Consigne
Filtrez les entrées ci-dessous pour ne garder que les lignes où figure le mot « white », puis recopiez chacune de ces lignes.

━━ Entrées du corpus

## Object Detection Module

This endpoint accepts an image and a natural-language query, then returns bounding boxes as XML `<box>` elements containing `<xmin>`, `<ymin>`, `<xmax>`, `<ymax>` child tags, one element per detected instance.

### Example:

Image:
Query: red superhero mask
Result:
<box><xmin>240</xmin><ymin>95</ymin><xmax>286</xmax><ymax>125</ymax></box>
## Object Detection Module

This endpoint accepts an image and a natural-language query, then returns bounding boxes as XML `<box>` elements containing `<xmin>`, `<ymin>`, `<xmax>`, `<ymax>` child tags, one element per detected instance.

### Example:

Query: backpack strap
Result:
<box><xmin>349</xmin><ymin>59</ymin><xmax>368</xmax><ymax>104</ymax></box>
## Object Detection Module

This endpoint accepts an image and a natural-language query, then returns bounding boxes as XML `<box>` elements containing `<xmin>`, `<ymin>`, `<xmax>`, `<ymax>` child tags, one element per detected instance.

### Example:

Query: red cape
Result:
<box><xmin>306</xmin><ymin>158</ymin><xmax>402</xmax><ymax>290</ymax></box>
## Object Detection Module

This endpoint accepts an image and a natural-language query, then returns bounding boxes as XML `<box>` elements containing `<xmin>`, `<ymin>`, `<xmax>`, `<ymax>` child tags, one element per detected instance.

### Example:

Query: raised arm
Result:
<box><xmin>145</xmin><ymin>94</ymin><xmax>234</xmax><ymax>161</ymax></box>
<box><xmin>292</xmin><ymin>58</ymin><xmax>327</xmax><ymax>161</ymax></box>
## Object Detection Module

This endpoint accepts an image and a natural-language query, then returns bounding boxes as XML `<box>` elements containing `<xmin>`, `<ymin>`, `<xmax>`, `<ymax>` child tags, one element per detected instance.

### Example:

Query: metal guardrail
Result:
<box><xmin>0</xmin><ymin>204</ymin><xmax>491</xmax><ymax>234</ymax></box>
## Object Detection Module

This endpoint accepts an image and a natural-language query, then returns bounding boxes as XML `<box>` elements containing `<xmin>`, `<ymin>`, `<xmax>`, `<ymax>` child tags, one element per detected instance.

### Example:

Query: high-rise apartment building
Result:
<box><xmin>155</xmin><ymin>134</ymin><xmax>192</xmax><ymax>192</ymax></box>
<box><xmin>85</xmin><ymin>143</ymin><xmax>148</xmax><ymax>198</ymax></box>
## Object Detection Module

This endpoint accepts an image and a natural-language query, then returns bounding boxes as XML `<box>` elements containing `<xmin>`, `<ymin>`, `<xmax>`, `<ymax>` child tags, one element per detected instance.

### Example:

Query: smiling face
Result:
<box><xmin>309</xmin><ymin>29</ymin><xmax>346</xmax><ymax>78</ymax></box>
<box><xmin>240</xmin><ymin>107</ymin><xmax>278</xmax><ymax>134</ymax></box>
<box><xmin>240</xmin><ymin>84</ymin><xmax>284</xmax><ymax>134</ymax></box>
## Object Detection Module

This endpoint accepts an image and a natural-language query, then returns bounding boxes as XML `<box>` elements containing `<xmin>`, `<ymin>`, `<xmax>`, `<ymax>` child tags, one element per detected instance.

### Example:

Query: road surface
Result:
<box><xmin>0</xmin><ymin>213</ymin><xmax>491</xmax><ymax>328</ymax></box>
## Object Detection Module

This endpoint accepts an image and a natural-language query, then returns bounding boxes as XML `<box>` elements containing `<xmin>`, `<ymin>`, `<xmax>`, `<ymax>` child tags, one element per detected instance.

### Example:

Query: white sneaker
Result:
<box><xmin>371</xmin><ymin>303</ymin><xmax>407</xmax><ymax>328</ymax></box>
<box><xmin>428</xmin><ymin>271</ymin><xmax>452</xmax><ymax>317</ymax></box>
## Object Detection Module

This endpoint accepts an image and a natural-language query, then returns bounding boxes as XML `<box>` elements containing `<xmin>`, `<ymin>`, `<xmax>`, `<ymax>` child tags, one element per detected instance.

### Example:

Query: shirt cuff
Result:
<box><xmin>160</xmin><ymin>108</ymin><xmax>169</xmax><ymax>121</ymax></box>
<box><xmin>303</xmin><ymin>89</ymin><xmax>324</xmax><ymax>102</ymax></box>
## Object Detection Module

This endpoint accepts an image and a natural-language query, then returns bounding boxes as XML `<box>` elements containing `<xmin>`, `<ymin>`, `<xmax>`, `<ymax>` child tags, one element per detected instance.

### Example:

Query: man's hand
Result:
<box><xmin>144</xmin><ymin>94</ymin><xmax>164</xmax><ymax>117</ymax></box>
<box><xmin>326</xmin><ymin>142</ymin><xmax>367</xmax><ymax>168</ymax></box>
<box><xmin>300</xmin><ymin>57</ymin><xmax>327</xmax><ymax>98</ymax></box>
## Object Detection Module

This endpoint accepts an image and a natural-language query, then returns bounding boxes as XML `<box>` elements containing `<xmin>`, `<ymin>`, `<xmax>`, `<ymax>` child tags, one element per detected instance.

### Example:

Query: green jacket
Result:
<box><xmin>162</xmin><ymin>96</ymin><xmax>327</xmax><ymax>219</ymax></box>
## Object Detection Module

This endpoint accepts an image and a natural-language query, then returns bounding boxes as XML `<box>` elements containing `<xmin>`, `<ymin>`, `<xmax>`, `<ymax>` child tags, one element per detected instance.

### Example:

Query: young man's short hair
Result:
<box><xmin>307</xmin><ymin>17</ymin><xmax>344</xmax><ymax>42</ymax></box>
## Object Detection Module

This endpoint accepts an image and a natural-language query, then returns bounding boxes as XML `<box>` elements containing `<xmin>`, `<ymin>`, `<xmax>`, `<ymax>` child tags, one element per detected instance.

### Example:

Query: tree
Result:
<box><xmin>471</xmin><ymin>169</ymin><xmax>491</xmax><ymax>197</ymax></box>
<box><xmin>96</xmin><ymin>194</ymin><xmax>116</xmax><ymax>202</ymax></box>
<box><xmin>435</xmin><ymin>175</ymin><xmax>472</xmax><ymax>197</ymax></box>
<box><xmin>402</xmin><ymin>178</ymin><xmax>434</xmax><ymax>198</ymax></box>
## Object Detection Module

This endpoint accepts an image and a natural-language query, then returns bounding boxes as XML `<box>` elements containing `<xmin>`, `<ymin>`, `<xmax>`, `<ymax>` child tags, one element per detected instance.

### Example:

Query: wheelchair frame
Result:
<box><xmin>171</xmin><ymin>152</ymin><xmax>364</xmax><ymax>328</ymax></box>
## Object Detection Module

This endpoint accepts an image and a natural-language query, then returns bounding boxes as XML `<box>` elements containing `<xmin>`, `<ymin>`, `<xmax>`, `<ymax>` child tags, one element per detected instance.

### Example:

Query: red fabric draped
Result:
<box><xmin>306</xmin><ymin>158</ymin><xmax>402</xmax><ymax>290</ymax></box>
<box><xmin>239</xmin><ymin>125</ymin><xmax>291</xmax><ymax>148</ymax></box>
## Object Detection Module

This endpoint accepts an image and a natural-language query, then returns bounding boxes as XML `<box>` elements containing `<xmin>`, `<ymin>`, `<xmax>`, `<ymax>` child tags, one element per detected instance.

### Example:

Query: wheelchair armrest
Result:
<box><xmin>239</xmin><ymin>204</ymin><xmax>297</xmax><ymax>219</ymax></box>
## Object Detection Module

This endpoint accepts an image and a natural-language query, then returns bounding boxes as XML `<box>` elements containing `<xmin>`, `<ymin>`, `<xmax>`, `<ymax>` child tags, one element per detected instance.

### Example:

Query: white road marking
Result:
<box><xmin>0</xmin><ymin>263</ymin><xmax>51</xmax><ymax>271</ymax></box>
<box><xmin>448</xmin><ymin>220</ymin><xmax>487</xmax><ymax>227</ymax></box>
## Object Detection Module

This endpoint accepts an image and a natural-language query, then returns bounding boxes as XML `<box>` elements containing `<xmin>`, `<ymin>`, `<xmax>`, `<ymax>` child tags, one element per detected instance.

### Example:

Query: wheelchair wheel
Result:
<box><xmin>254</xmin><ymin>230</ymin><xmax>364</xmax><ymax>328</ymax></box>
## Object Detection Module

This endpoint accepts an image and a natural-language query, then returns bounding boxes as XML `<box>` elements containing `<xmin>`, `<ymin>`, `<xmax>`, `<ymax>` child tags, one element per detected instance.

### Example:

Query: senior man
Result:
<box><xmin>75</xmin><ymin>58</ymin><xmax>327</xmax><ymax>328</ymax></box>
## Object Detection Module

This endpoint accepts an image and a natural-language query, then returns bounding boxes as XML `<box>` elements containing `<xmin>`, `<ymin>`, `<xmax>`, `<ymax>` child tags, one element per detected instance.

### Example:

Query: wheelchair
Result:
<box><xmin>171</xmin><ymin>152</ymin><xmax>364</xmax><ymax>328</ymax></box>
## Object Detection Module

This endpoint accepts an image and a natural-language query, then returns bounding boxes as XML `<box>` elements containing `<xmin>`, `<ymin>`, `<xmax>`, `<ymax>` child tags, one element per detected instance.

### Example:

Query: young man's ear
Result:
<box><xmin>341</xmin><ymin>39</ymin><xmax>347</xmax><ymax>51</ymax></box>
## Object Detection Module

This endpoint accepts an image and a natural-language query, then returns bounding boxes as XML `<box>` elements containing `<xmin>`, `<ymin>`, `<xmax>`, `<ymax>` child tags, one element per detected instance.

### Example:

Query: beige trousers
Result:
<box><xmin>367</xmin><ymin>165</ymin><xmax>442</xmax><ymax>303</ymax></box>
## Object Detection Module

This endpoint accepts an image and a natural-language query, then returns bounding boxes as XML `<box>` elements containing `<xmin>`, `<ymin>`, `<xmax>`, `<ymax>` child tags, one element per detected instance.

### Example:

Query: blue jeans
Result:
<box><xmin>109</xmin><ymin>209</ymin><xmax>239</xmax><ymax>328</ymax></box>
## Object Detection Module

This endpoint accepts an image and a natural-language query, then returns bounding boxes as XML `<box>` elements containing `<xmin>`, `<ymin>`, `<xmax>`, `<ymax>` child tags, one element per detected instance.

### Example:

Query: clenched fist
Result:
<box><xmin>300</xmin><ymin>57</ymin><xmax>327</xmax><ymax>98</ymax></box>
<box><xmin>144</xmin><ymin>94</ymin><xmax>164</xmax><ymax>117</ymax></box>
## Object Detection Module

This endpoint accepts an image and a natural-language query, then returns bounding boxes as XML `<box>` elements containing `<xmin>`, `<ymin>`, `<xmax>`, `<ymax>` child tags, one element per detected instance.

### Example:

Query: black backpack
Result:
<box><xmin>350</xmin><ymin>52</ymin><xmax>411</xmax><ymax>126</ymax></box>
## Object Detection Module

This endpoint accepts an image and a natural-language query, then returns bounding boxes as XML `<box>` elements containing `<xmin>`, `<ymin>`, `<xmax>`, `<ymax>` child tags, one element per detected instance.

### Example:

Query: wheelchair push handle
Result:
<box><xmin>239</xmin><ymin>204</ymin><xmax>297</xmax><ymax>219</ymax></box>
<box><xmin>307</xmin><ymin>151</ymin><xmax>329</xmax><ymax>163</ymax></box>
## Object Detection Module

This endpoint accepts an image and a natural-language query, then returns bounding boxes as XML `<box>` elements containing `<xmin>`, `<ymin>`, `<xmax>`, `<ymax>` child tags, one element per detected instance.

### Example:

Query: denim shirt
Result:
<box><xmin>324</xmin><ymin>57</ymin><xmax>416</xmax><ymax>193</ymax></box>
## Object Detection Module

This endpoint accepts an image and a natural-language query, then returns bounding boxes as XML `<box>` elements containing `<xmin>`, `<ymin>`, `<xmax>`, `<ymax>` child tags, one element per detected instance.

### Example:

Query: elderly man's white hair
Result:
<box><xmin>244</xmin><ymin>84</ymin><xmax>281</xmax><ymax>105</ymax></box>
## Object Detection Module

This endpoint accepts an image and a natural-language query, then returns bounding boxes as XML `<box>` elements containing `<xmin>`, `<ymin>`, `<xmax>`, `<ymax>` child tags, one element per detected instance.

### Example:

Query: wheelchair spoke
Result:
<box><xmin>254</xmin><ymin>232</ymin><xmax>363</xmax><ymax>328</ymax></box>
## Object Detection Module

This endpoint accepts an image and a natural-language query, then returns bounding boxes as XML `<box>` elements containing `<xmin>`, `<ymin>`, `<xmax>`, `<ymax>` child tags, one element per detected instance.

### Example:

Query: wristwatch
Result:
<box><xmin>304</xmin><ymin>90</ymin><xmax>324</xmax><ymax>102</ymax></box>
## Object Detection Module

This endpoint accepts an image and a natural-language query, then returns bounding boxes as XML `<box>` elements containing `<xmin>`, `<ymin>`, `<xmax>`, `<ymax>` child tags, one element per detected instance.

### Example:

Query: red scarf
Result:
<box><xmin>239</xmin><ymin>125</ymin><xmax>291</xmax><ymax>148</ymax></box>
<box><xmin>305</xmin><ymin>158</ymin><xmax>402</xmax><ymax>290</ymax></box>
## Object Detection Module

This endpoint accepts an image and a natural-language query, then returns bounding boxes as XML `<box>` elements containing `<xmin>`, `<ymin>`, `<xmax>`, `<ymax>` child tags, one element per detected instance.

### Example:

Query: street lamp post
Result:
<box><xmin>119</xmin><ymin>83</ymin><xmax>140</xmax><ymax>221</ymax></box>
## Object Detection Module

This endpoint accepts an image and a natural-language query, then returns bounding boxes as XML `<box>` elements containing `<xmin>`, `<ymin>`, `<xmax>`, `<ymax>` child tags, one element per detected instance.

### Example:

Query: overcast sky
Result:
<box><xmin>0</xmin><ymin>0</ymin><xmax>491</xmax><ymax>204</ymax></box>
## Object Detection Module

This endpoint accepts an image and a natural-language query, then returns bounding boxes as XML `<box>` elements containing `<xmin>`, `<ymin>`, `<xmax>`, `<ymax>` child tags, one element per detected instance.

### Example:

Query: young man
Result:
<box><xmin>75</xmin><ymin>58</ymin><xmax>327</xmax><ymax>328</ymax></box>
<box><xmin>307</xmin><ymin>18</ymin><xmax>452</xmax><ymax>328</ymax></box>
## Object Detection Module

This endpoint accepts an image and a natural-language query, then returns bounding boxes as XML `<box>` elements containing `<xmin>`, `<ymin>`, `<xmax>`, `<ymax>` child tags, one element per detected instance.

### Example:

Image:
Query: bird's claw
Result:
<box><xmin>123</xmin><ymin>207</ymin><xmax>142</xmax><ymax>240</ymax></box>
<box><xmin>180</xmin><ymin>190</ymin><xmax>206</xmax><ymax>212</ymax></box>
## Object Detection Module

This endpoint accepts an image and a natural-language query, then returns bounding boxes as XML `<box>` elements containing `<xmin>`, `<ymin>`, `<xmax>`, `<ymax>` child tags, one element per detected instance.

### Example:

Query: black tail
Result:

━━━━

Corrigé
Query: white sneaker
Query: white road marking
Query: elderly man's white hair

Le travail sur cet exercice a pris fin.